Source records
•••

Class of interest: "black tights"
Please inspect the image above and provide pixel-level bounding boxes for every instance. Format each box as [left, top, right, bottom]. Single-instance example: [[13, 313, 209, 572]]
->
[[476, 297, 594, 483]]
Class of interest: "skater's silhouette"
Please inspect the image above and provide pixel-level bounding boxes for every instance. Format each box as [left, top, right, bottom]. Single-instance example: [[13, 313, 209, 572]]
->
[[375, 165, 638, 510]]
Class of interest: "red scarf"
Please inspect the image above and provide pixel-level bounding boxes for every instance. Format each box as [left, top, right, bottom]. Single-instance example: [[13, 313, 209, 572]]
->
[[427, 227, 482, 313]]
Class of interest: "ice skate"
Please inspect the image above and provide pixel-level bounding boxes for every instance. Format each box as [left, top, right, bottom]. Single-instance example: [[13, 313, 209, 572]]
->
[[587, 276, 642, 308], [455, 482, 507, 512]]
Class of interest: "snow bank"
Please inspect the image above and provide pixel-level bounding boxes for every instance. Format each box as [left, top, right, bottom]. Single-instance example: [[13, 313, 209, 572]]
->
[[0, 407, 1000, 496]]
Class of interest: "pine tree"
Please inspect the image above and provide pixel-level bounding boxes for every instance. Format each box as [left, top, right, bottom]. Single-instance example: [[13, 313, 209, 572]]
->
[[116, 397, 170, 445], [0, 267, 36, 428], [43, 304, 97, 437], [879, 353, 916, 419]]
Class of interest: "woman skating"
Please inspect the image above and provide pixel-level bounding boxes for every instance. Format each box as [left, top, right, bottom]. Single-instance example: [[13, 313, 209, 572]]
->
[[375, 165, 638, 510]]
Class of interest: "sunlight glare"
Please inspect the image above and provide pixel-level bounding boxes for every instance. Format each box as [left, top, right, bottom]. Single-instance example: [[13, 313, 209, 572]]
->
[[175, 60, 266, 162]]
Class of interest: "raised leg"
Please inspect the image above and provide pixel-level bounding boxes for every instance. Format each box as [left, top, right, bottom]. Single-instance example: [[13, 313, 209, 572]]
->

•••

Reproduce the listing above word for word, from start to finish.

ANSWER TO THE EXERCISE:
Class of interest: "black tights"
Please inspect the image above and provide pixel-level bounding boxes for every instance. Format each box as [left, top, right, bottom]. Single-instance example: [[13, 313, 209, 572]]
->
[[476, 297, 594, 483]]
Class of interest: "skater's silhouette"
Please inspect the image above and provide pixel-level bounding boxes for every instance. Format each box as [left, top, right, bottom]. Single-instance example: [[13, 313, 209, 572]]
->
[[375, 165, 638, 510]]
Class of interest: "red scarf"
Please inspect the image above and provide pixel-level bounding boxes for every instance. Format each box as [left, top, right, bottom]. Single-instance example: [[13, 313, 209, 572]]
->
[[427, 227, 482, 313]]
Class of interest: "ice skate"
Please inspect the image above and provide pixel-level bounding boxes for every instance. Format each box as [left, top, right, bottom]. Single-instance example: [[13, 313, 209, 572]]
->
[[587, 276, 642, 308], [455, 482, 507, 512]]
Class of interest: "snow bank"
Please inspect the image above and provide pixel-level bounding boxes for every instance. Format each box as [left, top, right, bottom]. Single-instance example: [[13, 313, 209, 572]]
->
[[0, 407, 1000, 496]]
Class of interest: "pine tree"
Please inspect the image above and provide pixel-level bounding boxes for every instance. Format each box as [left, top, right, bottom]. Single-instance example: [[13, 313, 209, 572]]
->
[[116, 397, 170, 445], [0, 267, 36, 428], [43, 304, 97, 437], [879, 353, 916, 419]]
Class of interest: "woman skating"
Please inspect the image above and provide pixel-level bounding boxes for every instance. Format each box as [left, top, right, bottom]. Single-instance example: [[13, 313, 209, 572]]
->
[[375, 165, 638, 510]]
Class of interest: "sunlight glare"
Please inspect the image above and provide pixel-level bounding boxes for every instance. Format each box as [left, top, right, bottom]. Single-instance example: [[13, 313, 209, 572]]
->
[[175, 60, 266, 162]]
Class of interest: "raised leg"
Please inspect the image above and provide pixel-level bounding boxes for every instance. Format each box as [left, top, right, bottom]. Single-instance example: [[13, 313, 209, 572]]
->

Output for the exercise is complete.